## Given exercise 1
Answer these questions about the text on AI governance in Indian financial regulation, one line each, marked (a), (b), (c):
(a) Under SEBI's algorithmic trading framework, who must approve algorithmic trading systems?
(b) Which three AI use cases does IRDAI's planned InsurTech guidance name?
(c) Under the DPDP Act, to whom must the purposes of using data in AI be disclosed?

## Extract provided
* Start *

The RBI's Fair Practices Code for NBFCs requires that borrowers receive specific reasons for credit rejection. When AI is used, the institution must translate model output into specific, human-understandable reasons — model score and feature importance values must map to explanations borrowers can understand and act on.
SEBI: algorithmic trading and investment AI
SEBI's algorithmic trading framework requires approval of algorithmic trading systems by the relevant exchange, kill switch mechanisms, audit log maintenance, and adequate testing before deployment. SEBI has increasingly extended AI governance expectations to investment advisers and research analysts using AI in investment processes — investment recommendations must meet suitability requirements for the specific client's risk profile and financial situation, not just statistical averages.
IRDAI: insurance AI and consumer protection
IRDAI's guidance on technology in insurance distribution and underwriting applies to AI tools in claims processing and customer communication. AI-driven underwriting must not result in unfair discrimination; AI in claims processing must be explainable to claimants who dispute decisions; and AI used in distribution must comply with suitability and advice standards. IRDAI is developing additional guidance on InsurTech including AI use cases in parametric insurance, telematics-based pricing, and automated claims settlement.
DPDP Act intersection
The DPDP Act's requirements overlay on sector-specific AI governance requirements from RBI, SEBI, and IRDAI. Financial services firms must integrate these requirements: AI models processing personal data must have adequate consent basis; purposes for which data is used in AI must be disclosed to data principals; and access and correction requests must be fulfilled in ways consistent with both DPDP Act requirements and operational realities of AI systems.

* End *

## Supplied records
* Start *

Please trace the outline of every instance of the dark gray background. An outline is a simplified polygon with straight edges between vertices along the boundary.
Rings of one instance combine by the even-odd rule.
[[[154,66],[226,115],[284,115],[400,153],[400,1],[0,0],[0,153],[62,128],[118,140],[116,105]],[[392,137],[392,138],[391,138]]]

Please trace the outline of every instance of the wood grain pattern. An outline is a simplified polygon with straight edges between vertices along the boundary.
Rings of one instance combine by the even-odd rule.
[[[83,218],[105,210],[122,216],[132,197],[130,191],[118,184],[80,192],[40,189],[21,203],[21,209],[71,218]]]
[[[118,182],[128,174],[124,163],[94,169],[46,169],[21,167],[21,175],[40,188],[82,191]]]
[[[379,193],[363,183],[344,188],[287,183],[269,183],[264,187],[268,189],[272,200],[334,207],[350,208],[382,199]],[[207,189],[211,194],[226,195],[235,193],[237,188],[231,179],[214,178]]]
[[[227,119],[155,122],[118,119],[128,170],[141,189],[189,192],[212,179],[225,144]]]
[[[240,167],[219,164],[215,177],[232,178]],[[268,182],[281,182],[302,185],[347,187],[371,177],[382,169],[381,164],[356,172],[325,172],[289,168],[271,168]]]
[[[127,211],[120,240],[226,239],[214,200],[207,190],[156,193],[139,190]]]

* End *

## Given exercise 2
Copy out, line for line, the part of the records that opens with the line containing "Please trace the outline of every instance of the wood" and runs through the end of the records, with both ends included.

## Answer 1
(a) The relevant exchange.
(b) Parametric insurance, telematics-based pricing, and automated claims settlement.
(c) Data principals.

## Answer 2
Please trace the outline of every instance of the wood grain pattern. An outline is a simplified polygon with straight edges between vertices along the boundary.
Rings of one instance combine by the even-odd rule.
[[[83,218],[105,210],[122,216],[132,197],[130,191],[118,184],[80,192],[40,189],[21,203],[21,209],[71,218]]]
[[[118,182],[128,174],[124,163],[94,169],[46,169],[21,167],[21,175],[40,188],[82,191]]]
[[[379,193],[363,183],[344,188],[287,183],[269,183],[264,187],[268,189],[272,200],[334,207],[350,208],[382,199]],[[207,189],[211,194],[226,195],[235,193],[237,188],[231,179],[214,178]]]
[[[227,119],[155,122],[118,119],[128,170],[141,189],[189,192],[212,179],[225,144]]]
[[[240,167],[219,164],[215,177],[232,178]],[[268,182],[281,182],[302,185],[347,187],[371,177],[382,169],[381,164],[356,172],[325,172],[289,168],[271,168]]]
[[[127,211],[120,240],[226,239],[214,200],[207,190],[156,193],[139,190]]]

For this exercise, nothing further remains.